_Текст_
((

Я не знаю, почему люблю его с детства — его, а не только его сочинения, — но по­хоже, что как раз поэтому. Человек очень ясных убеждений, никогда и ни в чем от них не отступивший, ни разу не поддавшийся никакому модному поветрию (при том, что в его время они были, пожалуй, посильнее, чем даже теперь) — много ли таких найдет­ся и в великой русской литературе? И исто­рию, которая для него была очень важна, и современность он рассматривал, прежде всего, с моральных позиций, точнее — с позиций идеального рыцарства. Он был и западник, и славянофил — но особый. В большей части того, что полагалось горде­ливо считать русским, он видел лишь следы злосчастного монгольского ига («И вот, на­глотавшись татарщины всласть, / Вы Русью ее назовете!»), потому что Россия — стра­на не евразийская, а сугубо европейская.

«Когда я думаю о красоте нашего языка, о красоте нашей истории до проклятых мон­голов... мне хочется броситься на землю и кататься в отчаянии оттого, что мы сделали с талантами, данными нам Богом!» Он был, если угодно, в аристо­кратической ОППОЗИЦИИ: равно далек и от вер­ховной власти (далеко не худшей в его время) — и от набирающих силу прогрессистов.

На оба стана то и дело нападал со всей своей язвительностью, а че­ловек он был покоряюще остроумный. Что там Козьма Прутков — то лишь одно, и далеко не самое сильное проявле­ние этого поразитель­ного дара. А. К. владел русским стихом, как соб­ственными пальцами, — и умел дать полную волю иронии, в изящном со­вершенстве стиха всегда таящейся.

Да и у нынешних либеральных кругов с тогдашними различий никак не меньше, чем сходств. По-прежнему сердитые юноши норовят дать тот же совет по борьбе с оппо­зицией («Чтоб русская держава / Спаслась от их затеи, / Повесить Станислава / Всем вожакам на шеи. / Тогда пойдет все гладко / И станет все на место») — по-прежнему чувствительные девицы таким цинизмом возмущаются («"Но это средство гадко!" — / Воскликнула невеста»...). И не удивляет от­вет тогдашних либералов на такую сатиру: ее автора скоро вытеснили в разряд нерукопожатных.

))

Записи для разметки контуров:
((

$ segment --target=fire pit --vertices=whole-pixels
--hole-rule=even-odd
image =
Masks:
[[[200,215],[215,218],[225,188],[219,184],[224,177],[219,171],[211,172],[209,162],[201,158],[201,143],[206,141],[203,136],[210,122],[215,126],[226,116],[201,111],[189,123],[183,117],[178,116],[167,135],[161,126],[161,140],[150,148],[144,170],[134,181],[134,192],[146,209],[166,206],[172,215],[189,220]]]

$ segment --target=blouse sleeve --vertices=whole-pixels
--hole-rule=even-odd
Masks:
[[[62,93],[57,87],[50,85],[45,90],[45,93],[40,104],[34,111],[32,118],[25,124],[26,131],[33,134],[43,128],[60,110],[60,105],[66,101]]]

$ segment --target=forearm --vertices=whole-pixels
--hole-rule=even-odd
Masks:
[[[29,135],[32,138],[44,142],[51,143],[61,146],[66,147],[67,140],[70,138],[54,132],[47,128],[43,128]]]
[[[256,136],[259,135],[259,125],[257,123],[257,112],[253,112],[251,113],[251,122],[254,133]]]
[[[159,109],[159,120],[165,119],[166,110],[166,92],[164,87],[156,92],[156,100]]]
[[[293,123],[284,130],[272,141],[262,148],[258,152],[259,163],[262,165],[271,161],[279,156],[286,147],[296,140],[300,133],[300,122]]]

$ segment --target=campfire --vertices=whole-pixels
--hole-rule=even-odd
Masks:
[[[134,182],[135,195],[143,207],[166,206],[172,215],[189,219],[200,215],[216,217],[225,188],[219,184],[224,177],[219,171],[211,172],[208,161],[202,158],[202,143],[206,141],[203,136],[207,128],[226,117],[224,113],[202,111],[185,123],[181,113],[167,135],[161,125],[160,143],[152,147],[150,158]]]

))

_Что сделать_
[A] Какой страной, согласно тексту, является Россия?
[B] Воспроизведите из текста фрагмент от «На оба стана» до «стиха всегда таящейся.» без изменений.

_Результаты_
[A] Не евразийской, а сугубо европейской.

[B]
На оба стана то и дело нападал со всей своей язвительностью, а че­ловек он был покоряюще остроумный. Что там Козьма Прутков — то лишь одно, и далеко не самое сильное проявле­ние этого поразитель­ного дара. А. К. владел русским стихом, как соб­ственными пальцами, — и умел дать полную волю иронии, в изящном со­вершенстве стиха всегда таящейся.